» **EXCERPTED TEXT**
— start —
# Clippers' New Logo



## Basel

__ https://twitter.com/i/web/status/604834145550745600
For those on the app:

















Meh.


----------



## RollWithEm

Not a big fan of this one. The big C with other letters inside of it concept has already been perfected. No reason to go to that well again.


----------



## Kreutz35

The Clippers clearly missed having the title of "Laughing Stock of the NBA" and are trying to recapture that magic.


----------



## Marcus13

Two thumbs down


----------



## Kreutz35

What did they do, commision @Basel to design it?


----------



## GNG

Woof.


----------



## ATLien

The NBA must be mandating that all new logos be in a round shape


----------



## R-Star

They're as popular as they've been right now in as far back as I can remember. Why re-brand? I don't get it.


----------



## Marcus13




----------



## Porn Player

I really don't like it. Like really. 

I'm so nervous for the Raptors unveil.


----------



## Dissonance

The Clappers.


----------



## Basel

Dumb.


----------



## RollWithEm

And then there's this: http://www.funnyordie.com/videos/44...nd-steve-ballmer-unveil-the-new-clippers-logo

Any way to embed funny or die videos @Basel?


----------



## Basel

RollWithEm said:


> And then there's this: http://www.funnyordie.com/videos/44...nd-steve-ballmer-unveil-the-new-clippers-logo
> 
> Any way to embed funny or die videos @Basel?
— end —
» **WRITTEN REQUEST 1**
Render the records as a numbered list with blank lines omitted, starting at their first line and running through the line that contains "[[0, 13, 5, 22], [59, 65, 70, 83]]", with both of those lines included.
» **WRITTEN REQUEST 2**
Write the next part of the forum thread about the Clippers' new logo, picking up right after its last line.
The forum thread about the Clippers' new logo and the records are unrelated to each other.

» **RECORDS PROVIDED**
— start —
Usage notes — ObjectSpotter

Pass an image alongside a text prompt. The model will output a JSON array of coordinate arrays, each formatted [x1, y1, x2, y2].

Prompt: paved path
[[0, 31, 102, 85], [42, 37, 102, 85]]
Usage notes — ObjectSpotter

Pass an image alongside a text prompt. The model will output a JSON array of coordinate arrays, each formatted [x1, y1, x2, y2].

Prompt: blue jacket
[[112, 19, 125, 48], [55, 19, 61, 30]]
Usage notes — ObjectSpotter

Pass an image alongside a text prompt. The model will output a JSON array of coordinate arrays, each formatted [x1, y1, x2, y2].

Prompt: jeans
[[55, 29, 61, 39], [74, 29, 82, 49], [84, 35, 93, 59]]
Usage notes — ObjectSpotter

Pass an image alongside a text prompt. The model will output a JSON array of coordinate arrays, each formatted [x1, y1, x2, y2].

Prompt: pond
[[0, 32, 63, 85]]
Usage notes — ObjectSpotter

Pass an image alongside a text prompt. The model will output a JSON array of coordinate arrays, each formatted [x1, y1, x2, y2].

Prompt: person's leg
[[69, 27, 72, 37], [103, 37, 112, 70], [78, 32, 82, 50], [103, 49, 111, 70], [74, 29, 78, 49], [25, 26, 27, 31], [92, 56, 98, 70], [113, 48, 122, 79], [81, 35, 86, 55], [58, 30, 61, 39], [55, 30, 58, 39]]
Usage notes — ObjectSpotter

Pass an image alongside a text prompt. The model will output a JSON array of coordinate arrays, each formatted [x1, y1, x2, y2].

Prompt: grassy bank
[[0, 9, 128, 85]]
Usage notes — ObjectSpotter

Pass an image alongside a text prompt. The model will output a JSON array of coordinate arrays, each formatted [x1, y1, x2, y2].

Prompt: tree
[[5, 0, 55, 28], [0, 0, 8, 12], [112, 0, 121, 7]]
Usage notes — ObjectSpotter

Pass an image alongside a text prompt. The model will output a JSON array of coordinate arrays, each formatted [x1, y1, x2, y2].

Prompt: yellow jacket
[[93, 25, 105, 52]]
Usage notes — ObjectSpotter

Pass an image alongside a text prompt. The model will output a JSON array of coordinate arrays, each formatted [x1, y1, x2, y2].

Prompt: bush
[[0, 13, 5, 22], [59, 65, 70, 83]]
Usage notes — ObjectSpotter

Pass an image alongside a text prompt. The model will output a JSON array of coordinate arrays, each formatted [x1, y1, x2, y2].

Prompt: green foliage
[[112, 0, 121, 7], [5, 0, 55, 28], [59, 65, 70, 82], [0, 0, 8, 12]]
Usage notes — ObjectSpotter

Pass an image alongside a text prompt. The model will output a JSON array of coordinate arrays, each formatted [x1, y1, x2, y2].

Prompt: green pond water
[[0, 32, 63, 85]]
— end —
» **RESULT 1**
1. Usage notes — ObjectSpotter
2. Pass an image alongside a text prompt. The model will output a JSON array of coordinate arrays, each formatted [x1, y1, x2, y2].
3. Prompt: paved path
4. [[0, 31, 102, 85], [42, 37, 102, 85]]
5. Usage notes — ObjectSpotter
6. Pass an image alongside a text prompt. The model will output a JSON array of coordinate arrays, each formatted [x1, y1, x2, y2].
7. Prompt: blue jacket
8. [[112, 19, 125, 48], [55, 19, 61, 30]]
9. Usage notes — ObjectSpotter
10. Pass an image alongside a text prompt. The model will output a JSON array of coordinate arrays, each formatted [x1, y1, x2, y2].
11. Prompt: jeans
12. [[55, 29, 61, 39], [74, 29, 82, 49], [84, 35, 93, 59]]
13. Usage notes — ObjectSpotter
14. Pass an image alongside a text prompt. The model will output a JSON array of coordinate arrays, each formatted [x1, y1, x2, y2].
15. Prompt: pond
16. [[0, 32, 63, 85]]
17. Usage notes — ObjectSpotter
18. Pass an image alongside a text prompt. The model will output a JSON array of coordinate arrays, each formatted [x1, y1, x2, y2].
19. Prompt: person's leg
20. [[69, 27, 72, 37], [103, 37, 112, 70], [78, 32, 82, 50], [103, 49, 111, 70], [74, 29, 78, 49], [25, 26, 27, 31], [92, 56, 98, 70], [113, 48, 122, 79], [81, 35, 86, 55], [58, 30, 61, 39], [55, 30, 58, 39]]
21. Usage notes — ObjectSpotter
22. Pass an image alongside a text prompt. The model will output a JSON array of coordinate arrays, each formatted [x1, y1, x2, y2].
23. Prompt: grassy bank
24. [[0, 9, 128, 85]]
25. Usage notes — ObjectSpotter
26. Pass an image alongside a text prompt. The model will output a JSON array of coordinate arrays, each formatted [x1, y1, x2, y2].
27. Prompt: tree
28. [[5, 0, 55, 28], [0, 0, 8, 12], [112, 0, 121, 7]]
29. Usage notes — ObjectSpotter
30. Pass an image alongside a text prompt. The model will output a JSON array of coordinate arrays, each formatted [x1, y1, x2, y2].
31. Prompt: yellow jacket
32. [[93, 25, 105, 52]]
33. Usage notes — ObjectSpotter
34. Pass an image alongside a text prompt. The model will output a JSON array of coordinate arrays, each formatted [x1, y1, x2, y2].
35. Prompt: bush
36. [[0, 13, 5, 22], [59, 65, 70, 83]]

» **RESULT 2**
There likely is, but I just don't know how to do it. @mack10 would have to do it.


----------



## Pelicans808

Porn Player said:


> I really don't like it. Like really.
> 
> I'm so nervous for the Raptors unveil.


This is what the Raptors' new duds are rumored to look like: 










http://news.sportslogos.net/2015/02/10/exclusive-details-emerge-about-new-toronto-raptors-uniforms/


----------



## Pelicans808

If you look closely at the home white jersey, it looks like they just took their current template and slapped the new "Clippers" wordmark on it and called it a day. Everything else, including the collar, looks exactly the same. The red road jersey just looks terrible. I'm surprised no one had the guts to tell Steve Ballmer they look like practice jerseys.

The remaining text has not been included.